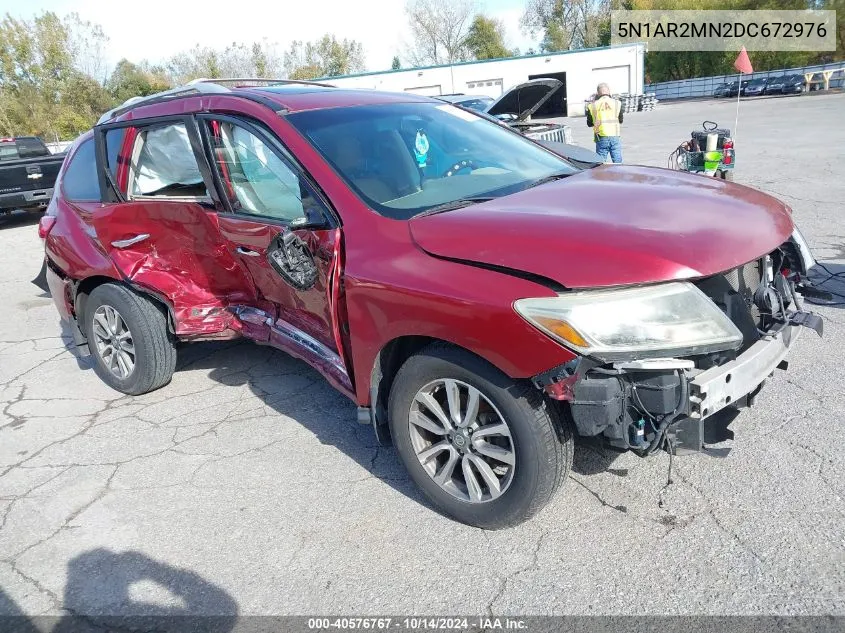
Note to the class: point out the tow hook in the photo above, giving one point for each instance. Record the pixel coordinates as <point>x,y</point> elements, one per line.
<point>809,320</point>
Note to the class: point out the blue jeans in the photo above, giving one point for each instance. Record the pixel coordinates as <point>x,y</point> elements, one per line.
<point>611,144</point>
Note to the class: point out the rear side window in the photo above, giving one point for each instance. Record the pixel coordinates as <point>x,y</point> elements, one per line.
<point>114,143</point>
<point>31,147</point>
<point>79,181</point>
<point>163,165</point>
<point>8,151</point>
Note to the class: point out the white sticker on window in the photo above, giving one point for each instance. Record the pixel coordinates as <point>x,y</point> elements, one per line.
<point>461,114</point>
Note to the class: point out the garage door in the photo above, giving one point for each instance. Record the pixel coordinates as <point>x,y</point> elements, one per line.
<point>617,77</point>
<point>486,87</point>
<point>428,91</point>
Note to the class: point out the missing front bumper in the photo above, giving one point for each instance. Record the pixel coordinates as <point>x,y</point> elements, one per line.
<point>720,387</point>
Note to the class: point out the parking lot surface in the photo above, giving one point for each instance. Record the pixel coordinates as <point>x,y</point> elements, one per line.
<point>247,486</point>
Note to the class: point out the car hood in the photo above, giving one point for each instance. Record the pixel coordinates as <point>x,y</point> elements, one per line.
<point>525,99</point>
<point>613,225</point>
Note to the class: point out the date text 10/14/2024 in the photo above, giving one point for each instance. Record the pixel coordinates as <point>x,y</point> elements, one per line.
<point>417,623</point>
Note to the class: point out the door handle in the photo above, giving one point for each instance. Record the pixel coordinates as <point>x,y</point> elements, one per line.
<point>130,241</point>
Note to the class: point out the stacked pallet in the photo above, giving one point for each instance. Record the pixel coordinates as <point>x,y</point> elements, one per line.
<point>630,102</point>
<point>648,102</point>
<point>637,103</point>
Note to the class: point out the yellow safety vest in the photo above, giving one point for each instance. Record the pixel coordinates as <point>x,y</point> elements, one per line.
<point>605,113</point>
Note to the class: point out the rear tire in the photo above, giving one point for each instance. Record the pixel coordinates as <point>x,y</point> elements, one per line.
<point>538,442</point>
<point>133,352</point>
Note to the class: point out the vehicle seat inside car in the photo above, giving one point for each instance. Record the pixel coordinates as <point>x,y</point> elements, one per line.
<point>395,164</point>
<point>382,170</point>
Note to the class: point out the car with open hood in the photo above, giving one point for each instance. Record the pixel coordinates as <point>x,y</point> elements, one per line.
<point>755,87</point>
<point>517,105</point>
<point>480,298</point>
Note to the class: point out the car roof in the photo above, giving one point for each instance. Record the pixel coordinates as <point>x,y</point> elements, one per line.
<point>462,98</point>
<point>298,98</point>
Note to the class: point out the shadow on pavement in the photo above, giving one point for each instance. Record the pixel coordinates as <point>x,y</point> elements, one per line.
<point>292,388</point>
<point>98,597</point>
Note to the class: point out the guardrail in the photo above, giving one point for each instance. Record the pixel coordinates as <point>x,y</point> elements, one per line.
<point>818,77</point>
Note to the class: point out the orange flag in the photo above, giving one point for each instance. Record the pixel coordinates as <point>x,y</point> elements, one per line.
<point>742,63</point>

····················

Exercise instructions: Copy out the lines from the start of the records through the line containing "<point>809,320</point>", requests included, and scale every point coordinate in the answers by 0.3, rounding to whole numbers with halves going up. Leave the numbers in the requests and their format samples unchanged, and omit the pictures.

Answer to this exercise:
Note to the class: point out the tow hook in the photo above, giving one point for each instance. Record the pixel coordinates as <point>x,y</point> elements, one per line.
<point>243,96</point>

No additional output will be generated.